• Given instruction A: Extract the data rows unchanged, beginning with the first row and going on through the line that contains "x=126 y=117".
• Given instruction B: Write what comes next in the commit note about the Paxos recovery race, picking up after its final line.

• Passage given:
· · · · ·

If we store any new state, we need to refresh the services, even if we
are still in the midst of Paxos recovery. This is because the
subscription path will share any committed state even when paxos is
still recovering. This prevents a race like:
- we have maps 10..20
- we drop out of quorum
- we are elected leader, paxos recovery starts
- we get one LAST with committed states that trim maps 10..15
- we get a subscribe for map 10..20
- we crash because 10 is no longer on disk because the PaxosService
is out of sync with the on-disk state.
Fixes: #6045
Backport: dumpling
Signed-off-by: Sage Weil <sage@inktank.com>
Reviewed-by: Joao Eduardo Luis <joao.luis@inktank.com>
(cherry picked from commit
981eda9f7787c83dc457f061452685f499e7dd27)
// leader
void Paxos::handle_last(MMonPaxos *last)

· · · · ·

Data records:

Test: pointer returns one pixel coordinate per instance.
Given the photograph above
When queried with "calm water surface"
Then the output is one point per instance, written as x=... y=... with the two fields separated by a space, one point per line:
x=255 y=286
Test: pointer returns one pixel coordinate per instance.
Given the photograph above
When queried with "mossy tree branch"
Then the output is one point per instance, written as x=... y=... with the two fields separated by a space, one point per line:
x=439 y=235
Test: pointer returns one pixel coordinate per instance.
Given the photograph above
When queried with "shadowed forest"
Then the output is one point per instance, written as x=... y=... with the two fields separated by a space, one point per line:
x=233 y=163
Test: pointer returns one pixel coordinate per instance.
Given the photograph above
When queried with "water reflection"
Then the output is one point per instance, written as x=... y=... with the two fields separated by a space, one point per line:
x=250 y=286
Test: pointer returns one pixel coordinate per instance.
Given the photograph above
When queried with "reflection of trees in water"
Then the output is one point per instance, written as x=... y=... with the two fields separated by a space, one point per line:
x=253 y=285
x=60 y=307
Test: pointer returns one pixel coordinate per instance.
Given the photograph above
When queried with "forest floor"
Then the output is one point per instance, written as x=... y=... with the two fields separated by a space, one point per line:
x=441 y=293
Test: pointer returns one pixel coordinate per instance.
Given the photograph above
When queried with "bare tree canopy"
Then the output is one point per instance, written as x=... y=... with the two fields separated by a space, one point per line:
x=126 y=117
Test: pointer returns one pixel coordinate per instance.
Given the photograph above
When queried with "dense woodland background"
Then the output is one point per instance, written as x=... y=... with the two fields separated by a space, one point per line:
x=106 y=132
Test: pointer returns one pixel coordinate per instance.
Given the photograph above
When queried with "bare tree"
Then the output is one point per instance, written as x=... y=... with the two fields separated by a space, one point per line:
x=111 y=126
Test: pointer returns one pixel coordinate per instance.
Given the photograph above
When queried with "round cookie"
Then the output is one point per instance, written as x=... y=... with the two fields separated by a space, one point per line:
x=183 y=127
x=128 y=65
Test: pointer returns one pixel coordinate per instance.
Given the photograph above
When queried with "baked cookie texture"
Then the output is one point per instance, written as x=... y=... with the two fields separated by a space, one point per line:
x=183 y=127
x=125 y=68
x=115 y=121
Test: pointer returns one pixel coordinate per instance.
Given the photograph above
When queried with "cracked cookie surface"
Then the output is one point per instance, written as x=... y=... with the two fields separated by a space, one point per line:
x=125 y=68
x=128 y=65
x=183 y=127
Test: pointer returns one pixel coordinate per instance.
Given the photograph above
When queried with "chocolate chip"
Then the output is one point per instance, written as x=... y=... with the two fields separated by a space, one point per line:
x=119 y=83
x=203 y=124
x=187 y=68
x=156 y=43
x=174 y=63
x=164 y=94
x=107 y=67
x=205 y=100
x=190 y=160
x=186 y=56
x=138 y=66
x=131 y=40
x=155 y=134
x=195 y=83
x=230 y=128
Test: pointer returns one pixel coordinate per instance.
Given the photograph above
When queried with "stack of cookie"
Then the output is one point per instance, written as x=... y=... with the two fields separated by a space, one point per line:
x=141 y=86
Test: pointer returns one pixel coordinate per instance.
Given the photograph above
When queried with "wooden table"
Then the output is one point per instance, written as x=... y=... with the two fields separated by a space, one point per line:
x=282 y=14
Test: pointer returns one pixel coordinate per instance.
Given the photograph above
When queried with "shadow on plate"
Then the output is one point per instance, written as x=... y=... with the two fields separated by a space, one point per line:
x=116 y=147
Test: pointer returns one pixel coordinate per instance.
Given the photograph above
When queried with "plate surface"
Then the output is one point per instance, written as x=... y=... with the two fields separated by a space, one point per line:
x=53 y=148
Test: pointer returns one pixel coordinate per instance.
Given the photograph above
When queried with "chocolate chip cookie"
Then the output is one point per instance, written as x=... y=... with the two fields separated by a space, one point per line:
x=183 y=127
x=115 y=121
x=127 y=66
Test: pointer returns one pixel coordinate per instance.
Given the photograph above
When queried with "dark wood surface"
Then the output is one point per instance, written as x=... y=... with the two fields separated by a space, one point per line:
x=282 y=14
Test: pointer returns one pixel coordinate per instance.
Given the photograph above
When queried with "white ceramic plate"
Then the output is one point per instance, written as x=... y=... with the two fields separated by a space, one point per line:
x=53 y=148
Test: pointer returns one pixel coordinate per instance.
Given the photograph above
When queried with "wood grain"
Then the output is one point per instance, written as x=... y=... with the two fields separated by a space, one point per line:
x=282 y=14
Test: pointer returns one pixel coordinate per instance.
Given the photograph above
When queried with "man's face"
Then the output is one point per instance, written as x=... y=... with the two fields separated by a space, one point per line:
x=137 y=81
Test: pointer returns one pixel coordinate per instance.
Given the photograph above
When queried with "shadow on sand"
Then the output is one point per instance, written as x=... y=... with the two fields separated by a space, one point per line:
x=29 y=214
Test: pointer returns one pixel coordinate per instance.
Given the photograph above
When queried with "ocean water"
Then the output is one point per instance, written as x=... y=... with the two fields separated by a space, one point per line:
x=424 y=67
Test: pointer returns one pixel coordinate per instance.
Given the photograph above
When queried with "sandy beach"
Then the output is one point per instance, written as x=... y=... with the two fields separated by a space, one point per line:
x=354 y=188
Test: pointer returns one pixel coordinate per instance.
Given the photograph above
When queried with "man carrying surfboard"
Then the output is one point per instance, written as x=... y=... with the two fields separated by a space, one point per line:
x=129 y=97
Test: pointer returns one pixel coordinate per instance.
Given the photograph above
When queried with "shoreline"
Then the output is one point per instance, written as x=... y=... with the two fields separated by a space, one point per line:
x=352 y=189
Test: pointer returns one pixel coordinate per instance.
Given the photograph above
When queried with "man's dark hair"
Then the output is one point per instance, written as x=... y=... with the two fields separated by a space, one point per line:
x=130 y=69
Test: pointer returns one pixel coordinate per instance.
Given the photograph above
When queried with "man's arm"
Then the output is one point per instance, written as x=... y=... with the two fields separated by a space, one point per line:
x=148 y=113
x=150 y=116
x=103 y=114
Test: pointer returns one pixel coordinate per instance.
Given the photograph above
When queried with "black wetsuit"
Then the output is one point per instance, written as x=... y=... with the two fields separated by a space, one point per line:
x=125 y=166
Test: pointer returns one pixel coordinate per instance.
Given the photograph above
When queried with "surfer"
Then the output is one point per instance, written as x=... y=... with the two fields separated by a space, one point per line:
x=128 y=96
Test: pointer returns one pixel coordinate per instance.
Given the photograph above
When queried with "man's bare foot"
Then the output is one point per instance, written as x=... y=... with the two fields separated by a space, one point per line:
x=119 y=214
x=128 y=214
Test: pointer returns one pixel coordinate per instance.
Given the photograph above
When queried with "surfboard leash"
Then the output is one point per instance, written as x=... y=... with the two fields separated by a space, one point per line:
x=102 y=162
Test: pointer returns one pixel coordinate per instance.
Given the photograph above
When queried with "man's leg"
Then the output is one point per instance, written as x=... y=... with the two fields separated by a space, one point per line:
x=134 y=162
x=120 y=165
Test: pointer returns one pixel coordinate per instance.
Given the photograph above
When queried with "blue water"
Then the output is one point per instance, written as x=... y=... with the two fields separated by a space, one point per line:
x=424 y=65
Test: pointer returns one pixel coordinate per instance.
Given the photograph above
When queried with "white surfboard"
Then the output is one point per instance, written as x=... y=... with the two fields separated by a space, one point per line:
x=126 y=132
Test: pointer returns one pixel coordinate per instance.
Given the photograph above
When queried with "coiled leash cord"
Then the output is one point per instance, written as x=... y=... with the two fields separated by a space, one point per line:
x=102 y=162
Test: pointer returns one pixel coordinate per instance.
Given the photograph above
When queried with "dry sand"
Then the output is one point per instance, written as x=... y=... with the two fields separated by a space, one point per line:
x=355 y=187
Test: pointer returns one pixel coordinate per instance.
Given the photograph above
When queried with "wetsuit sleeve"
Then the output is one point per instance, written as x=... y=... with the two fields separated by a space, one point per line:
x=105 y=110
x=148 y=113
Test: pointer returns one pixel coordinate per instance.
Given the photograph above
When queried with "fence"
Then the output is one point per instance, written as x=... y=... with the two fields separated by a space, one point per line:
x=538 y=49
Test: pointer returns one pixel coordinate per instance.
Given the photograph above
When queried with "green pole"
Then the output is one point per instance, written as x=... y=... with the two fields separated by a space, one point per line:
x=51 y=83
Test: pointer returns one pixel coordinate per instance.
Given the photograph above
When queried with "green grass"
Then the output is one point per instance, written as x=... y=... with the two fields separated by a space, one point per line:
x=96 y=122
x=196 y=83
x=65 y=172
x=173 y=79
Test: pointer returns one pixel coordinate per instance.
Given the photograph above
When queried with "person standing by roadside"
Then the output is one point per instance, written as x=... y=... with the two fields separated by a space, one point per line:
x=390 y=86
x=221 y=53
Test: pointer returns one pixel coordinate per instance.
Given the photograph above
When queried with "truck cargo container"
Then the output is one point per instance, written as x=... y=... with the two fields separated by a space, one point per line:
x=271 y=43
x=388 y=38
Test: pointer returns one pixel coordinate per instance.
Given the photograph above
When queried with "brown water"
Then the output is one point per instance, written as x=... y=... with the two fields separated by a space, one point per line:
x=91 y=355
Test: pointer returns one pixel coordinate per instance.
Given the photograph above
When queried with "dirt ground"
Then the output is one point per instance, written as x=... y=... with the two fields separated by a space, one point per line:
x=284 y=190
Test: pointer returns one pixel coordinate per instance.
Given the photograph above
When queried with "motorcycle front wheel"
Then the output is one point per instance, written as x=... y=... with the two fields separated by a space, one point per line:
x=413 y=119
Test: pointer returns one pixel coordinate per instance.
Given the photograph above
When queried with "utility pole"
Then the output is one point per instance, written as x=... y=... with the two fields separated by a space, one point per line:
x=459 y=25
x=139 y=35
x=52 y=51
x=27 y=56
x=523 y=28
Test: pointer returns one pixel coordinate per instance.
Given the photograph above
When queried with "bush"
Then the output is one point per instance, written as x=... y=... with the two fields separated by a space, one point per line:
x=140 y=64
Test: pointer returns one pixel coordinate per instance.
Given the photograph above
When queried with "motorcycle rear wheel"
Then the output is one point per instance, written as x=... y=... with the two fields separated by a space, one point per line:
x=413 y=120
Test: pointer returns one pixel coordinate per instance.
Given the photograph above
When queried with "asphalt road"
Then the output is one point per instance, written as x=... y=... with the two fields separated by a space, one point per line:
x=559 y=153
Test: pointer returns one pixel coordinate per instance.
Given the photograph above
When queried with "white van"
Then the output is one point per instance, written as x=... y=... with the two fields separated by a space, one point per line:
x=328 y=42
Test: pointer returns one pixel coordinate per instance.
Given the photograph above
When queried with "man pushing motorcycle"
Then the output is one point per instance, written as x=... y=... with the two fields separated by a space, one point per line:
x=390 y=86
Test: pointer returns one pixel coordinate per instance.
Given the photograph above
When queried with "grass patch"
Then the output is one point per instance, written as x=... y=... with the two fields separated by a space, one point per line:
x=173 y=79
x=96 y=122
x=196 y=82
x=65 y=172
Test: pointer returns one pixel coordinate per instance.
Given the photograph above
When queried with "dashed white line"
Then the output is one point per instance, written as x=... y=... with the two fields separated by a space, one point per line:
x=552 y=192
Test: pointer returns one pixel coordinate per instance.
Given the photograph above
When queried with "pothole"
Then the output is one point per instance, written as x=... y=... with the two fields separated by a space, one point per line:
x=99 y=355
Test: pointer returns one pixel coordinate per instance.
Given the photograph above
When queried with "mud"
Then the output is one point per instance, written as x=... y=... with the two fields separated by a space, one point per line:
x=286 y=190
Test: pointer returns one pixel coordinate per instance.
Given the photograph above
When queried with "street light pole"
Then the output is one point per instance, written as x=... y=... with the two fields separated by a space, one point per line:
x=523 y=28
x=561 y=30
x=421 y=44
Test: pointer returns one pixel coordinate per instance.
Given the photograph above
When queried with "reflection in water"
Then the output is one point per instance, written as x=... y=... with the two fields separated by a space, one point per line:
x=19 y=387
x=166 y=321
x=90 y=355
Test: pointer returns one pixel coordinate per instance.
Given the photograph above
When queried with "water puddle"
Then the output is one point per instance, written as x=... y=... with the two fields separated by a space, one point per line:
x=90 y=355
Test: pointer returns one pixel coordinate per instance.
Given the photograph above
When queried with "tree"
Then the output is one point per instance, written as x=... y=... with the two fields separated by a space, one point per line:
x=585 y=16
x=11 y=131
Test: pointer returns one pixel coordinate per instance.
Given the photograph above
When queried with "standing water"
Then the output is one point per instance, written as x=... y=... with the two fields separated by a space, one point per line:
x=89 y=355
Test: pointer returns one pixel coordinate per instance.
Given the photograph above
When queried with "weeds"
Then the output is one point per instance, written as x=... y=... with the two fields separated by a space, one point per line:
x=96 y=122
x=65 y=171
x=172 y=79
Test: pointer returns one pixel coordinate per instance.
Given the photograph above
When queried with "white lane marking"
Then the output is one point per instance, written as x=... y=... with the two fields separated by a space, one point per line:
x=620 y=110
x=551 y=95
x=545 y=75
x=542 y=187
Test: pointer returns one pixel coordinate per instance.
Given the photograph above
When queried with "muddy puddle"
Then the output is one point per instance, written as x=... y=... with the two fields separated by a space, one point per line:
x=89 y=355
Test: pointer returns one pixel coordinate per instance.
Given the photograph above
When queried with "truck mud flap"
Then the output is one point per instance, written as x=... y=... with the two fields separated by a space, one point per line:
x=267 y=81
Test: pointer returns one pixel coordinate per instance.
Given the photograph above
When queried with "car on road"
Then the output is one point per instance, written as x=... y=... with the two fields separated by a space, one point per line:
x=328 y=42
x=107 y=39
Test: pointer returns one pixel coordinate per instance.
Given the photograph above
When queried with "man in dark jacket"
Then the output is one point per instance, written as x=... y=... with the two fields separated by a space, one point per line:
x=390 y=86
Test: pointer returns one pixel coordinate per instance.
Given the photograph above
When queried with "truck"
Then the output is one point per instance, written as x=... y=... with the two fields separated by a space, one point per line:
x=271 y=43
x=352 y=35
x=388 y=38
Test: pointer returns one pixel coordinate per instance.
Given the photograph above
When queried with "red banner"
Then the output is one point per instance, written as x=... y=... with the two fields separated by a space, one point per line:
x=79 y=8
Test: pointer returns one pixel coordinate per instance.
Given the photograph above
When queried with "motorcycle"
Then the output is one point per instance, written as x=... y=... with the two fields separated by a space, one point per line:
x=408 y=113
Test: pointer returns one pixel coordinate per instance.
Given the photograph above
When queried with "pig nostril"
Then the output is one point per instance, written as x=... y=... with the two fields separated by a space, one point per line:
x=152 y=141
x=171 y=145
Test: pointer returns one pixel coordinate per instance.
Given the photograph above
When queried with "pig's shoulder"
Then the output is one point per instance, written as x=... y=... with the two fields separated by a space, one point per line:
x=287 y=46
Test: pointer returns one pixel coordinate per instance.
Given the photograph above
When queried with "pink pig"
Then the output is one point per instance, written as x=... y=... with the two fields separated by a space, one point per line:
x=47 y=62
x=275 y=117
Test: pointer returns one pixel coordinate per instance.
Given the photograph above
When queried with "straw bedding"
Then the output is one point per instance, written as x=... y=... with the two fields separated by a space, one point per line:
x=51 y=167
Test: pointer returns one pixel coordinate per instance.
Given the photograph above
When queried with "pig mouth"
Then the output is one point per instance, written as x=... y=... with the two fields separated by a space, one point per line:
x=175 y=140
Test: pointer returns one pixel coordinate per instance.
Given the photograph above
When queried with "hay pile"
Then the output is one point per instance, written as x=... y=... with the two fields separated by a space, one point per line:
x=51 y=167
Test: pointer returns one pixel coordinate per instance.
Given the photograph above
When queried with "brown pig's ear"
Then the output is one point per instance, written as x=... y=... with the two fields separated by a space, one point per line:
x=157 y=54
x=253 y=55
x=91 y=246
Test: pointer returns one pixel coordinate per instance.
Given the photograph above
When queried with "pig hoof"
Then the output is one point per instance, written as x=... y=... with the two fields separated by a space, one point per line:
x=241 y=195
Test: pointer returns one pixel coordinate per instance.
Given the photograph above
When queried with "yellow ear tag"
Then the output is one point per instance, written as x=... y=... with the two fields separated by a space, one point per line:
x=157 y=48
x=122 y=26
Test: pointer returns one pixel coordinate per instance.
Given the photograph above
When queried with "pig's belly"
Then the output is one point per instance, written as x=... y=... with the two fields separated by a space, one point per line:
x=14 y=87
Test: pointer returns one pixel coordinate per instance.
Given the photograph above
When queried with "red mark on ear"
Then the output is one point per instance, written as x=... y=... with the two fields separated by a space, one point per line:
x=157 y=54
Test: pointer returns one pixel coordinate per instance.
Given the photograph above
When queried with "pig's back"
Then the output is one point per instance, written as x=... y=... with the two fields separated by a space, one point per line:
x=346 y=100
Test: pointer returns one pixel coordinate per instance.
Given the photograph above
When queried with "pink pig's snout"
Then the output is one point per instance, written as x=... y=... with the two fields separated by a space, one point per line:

· · · · ·

• Written reply A:
Test: pointer returns one pixel coordinate per instance.
Given the photograph above
When queried with "calm water surface"
Then the output is one point per instance, written as x=... y=... with the two fields separated by a space, one point per line:
x=255 y=286
Test: pointer returns one pixel coordinate per instance.
Given the photograph above
When queried with "mossy tree branch"
Then the output is one point per instance, written as x=... y=... with the two fields separated by a space, one point per line:
x=439 y=235
Test: pointer returns one pixel coordinate per instance.
Given the photograph above
When queried with "shadowed forest"
Then the output is one point per instance, written as x=... y=... with the two fields separated by a space, one point per line:
x=233 y=163
Test: pointer returns one pixel coordinate per instance.
Given the photograph above
When queried with "water reflection"
Then the output is one point per instance, written as x=... y=... with the two fields separated by a space, one point per line:
x=250 y=286
Test: pointer returns one pixel coordinate per instance.
Given the photograph above
When queried with "reflection of trees in water"
Then the output is one point per instance, written as x=... y=... with the two fields separated by a space, one point per line:
x=253 y=285
x=60 y=307
Test: pointer returns one pixel coordinate per instance.
Given the photograph above
When queried with "forest floor"
Then the output is one point per instance, written as x=... y=... with the two fields separated by a space, one point per line:
x=441 y=293
Test: pointer returns one pixel coordinate per instance.
Given the photograph above
When queried with "bare tree canopy"
Then the output is one point per instance, written as x=... y=... with the two fields separated by a space, one point per line:
x=126 y=117

• Written reply B:
{
+ bool need_refresh = false;
+
dout(10) << "handle_last " << *last << dendl;
if (!mon->is_leader()) {
assert(g_conf->paxos_kill_at != 1);
// store any committed values if any are specified in the message
- store_state(last);
+ need_refresh = store_state(last);
assert(g_conf->paxos_kill_at != 2);
dout(10) << "that's everyone. active!" << dendl;
extend_lease();
+ need_refresh = false;
if (do_refresh()) {
finish_round();
dout(10) << "old pn, ignoring" << dendl;
}
+ if (need_refresh)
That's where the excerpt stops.